PROBLEM STATEMENT:
Return each line of the listing below that contains the word "white". The match is case-sensitive.

DATA TO PROCESS:
■ ■ ■

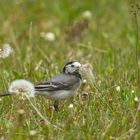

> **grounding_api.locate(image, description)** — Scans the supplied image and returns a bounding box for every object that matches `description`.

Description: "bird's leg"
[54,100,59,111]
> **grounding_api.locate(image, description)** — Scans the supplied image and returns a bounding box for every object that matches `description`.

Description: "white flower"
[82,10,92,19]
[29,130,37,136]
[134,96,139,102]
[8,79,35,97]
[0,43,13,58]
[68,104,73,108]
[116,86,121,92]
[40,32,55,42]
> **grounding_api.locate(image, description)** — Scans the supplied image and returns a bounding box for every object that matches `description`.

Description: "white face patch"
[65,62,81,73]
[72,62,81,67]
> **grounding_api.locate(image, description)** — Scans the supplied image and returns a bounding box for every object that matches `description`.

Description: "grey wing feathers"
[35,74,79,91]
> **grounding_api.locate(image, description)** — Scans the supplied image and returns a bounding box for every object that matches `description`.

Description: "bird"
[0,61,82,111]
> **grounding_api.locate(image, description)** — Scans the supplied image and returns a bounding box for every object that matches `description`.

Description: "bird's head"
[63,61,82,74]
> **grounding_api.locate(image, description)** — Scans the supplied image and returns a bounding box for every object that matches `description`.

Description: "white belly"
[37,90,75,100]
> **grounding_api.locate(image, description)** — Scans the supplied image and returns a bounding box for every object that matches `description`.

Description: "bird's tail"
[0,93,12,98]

■ ■ ■

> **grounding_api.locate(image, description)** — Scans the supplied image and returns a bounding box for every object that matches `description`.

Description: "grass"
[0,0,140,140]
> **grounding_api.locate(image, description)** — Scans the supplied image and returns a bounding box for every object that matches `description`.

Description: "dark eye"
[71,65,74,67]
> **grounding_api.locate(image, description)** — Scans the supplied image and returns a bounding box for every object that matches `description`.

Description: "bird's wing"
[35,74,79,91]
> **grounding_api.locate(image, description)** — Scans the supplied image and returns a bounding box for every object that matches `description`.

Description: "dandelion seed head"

■ ■ ■

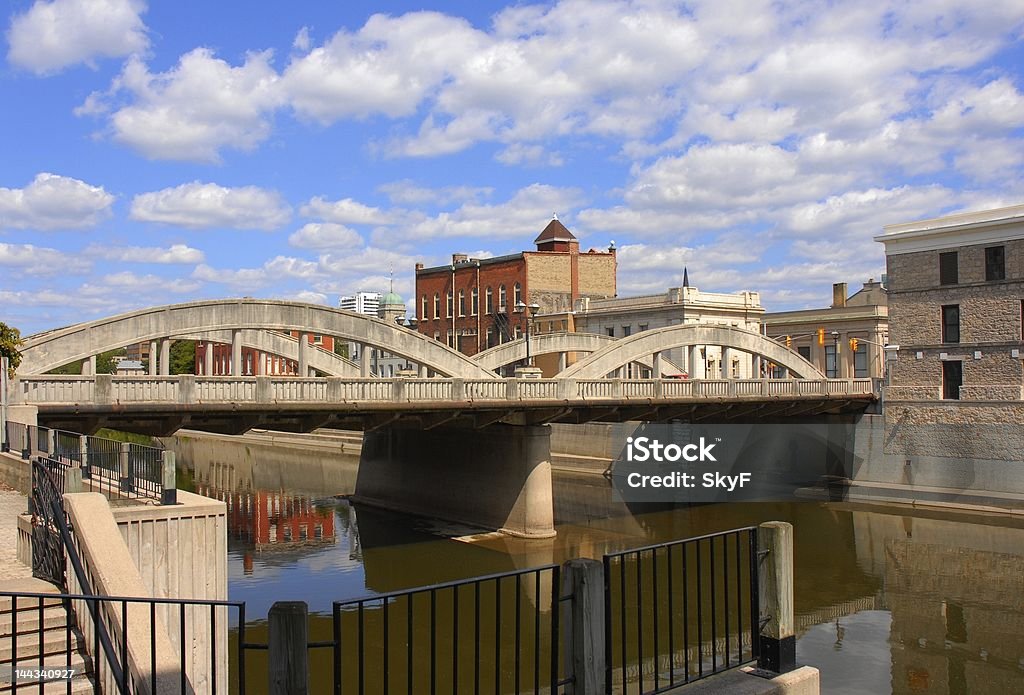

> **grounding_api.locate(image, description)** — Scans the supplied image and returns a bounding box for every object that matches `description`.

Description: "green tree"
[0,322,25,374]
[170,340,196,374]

■ ■ ■

COMPLETE RESPONSE:
Description: "white flower"
Description: "white face patch"
Description: "white belly"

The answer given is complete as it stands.